PROBLEM STATEMENT |
All lines from the one that contains "Target: bird's neck" through the final line of the entries must be repeated exactly. No other lines belong in the output.

Data items
■ ■ ■ ■

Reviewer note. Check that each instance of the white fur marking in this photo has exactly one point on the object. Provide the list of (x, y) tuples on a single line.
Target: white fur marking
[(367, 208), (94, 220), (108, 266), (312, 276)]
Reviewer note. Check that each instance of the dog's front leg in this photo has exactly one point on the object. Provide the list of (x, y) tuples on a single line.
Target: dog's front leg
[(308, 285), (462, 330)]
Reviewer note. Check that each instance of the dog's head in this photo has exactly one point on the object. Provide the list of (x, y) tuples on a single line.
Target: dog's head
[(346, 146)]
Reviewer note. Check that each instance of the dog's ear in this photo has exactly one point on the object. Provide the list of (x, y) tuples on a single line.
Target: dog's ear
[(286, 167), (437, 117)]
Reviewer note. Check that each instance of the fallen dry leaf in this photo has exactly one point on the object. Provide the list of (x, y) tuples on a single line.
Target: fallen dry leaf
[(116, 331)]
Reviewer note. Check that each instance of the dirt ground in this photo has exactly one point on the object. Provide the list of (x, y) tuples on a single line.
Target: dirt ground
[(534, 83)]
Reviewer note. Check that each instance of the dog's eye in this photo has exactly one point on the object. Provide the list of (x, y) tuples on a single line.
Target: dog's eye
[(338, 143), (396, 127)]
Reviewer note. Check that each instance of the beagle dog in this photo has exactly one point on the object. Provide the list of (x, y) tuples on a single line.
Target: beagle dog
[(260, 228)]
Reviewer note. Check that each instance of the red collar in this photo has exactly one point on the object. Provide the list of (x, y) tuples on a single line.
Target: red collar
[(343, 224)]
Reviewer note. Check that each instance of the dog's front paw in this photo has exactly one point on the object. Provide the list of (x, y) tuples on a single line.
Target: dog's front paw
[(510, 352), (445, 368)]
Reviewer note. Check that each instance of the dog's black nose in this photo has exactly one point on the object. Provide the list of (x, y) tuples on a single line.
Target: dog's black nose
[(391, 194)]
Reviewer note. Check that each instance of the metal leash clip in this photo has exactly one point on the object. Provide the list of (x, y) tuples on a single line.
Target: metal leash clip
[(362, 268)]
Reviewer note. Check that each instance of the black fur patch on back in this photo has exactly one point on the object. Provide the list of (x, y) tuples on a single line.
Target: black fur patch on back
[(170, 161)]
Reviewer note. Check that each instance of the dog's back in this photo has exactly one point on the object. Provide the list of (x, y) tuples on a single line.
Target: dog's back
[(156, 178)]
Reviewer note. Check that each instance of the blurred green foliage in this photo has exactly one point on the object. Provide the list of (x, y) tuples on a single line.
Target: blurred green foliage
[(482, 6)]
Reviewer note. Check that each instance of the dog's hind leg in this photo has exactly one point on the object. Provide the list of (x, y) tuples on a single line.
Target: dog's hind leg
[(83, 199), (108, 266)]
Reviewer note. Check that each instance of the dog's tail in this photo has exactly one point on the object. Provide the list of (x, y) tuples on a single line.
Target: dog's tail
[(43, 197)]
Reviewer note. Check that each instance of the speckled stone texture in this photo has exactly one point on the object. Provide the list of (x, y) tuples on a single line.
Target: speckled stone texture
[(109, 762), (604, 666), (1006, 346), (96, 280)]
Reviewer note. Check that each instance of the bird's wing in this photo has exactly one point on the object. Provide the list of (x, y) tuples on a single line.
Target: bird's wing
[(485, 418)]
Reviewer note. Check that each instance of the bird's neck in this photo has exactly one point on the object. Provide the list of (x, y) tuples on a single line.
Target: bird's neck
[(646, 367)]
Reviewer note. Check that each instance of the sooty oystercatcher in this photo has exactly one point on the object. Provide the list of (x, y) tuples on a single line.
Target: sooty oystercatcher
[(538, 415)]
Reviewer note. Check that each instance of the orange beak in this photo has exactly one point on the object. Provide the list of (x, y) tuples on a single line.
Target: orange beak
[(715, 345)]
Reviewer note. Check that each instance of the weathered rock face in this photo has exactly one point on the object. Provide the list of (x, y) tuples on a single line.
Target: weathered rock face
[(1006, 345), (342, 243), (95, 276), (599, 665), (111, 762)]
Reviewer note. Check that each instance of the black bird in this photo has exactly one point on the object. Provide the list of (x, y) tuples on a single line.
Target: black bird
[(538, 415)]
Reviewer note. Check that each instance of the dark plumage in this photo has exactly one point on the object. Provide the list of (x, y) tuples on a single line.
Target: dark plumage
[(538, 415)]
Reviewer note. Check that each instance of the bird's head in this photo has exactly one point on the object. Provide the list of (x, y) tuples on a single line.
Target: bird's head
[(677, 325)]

■ ■ ■ ■

WRITTEN RESPONSE |
Target: bird's neck
[(646, 367)]
Reviewer note. Check that each instance of the sooty oystercatcher in this photo has exactly one point on the object. Provide the list of (x, y) tuples on a single line.
Target: sooty oystercatcher
[(538, 415)]
Reviewer note. Check that each instance of the orange beak in this photo has exactly one point on the object. Provide the list of (x, y) tuples on a single line.
Target: orange beak
[(715, 345)]
Reviewer note. Check that each instance of the weathered rock face in this photo has exactly one point on the object. Provide the list of (x, y) tuples on a single line.
Target: weathered rock face
[(1006, 345), (342, 243), (95, 276), (599, 665), (111, 762)]
Reviewer note. Check that each instance of the black bird in this photo has exactly one point on the object. Provide the list of (x, y) tuples on a single line.
Target: black bird
[(538, 415)]
Reviewer note. Check that each instance of the dark plumage in this photo has exactly one point on the object. Provide the list of (x, y) tuples on a single line.
Target: dark plumage
[(538, 415)]
Reviewer note. Check that each instance of the bird's head in this photo has exactly one point on the object. Provide the list of (x, y) tuples on a single line.
Target: bird's head
[(677, 325)]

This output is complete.